◆ Directions ◆
Every entry must be copied word for word.

***

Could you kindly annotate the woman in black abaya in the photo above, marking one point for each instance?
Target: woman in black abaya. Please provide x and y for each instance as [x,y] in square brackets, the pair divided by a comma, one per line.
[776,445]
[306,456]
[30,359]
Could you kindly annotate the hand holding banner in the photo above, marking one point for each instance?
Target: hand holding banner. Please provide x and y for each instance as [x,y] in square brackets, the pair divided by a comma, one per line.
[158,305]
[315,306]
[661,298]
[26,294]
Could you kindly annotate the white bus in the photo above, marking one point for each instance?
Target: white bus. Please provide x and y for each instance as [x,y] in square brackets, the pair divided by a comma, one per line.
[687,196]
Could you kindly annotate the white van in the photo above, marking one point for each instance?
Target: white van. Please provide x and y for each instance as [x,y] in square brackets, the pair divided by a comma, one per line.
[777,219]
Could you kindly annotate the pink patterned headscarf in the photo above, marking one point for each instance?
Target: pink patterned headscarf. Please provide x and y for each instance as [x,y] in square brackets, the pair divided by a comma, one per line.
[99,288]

***

◆ Solution for this task ◆
Could you kindly annotate the woman in black abaya in the photo above, marking one point for each instance?
Target: woman in black abaya. Please provide x and y for each instance as [x,y] in square brackets, the pair divided by a comma, one per line.
[776,445]
[306,456]
[30,359]
Could you kindly annotate the hand holding banner in the photo above, marking one point for each instance?
Target: hand holding banner. Please provide x and y for each instance as [x,y] in square brackets, the pair divided by a comma, one per line.
[158,305]
[315,306]
[661,298]
[26,294]
Could you kindly annotate the white bus in the photo above, marking one point for each instance?
Target: white bus. Please provide x and y for each instance as [x,y] in square brackets, the pair divided by a comma, one per line.
[687,196]
Could you kindly annotate the white van in the photo above, marking one point for each instance?
Target: white van. Please provide x and y for each instance as [x,y] in square brackets, the pair divided by a comma, one per line.
[777,219]
Could you kindly annotate the pink patterned headscarf in the photo above, marking one point for each instance?
Target: pink patterned headscarf. Please provide x and y for each instance as [x,y] in square brackets, the pair divided by a comma, one per line.
[99,288]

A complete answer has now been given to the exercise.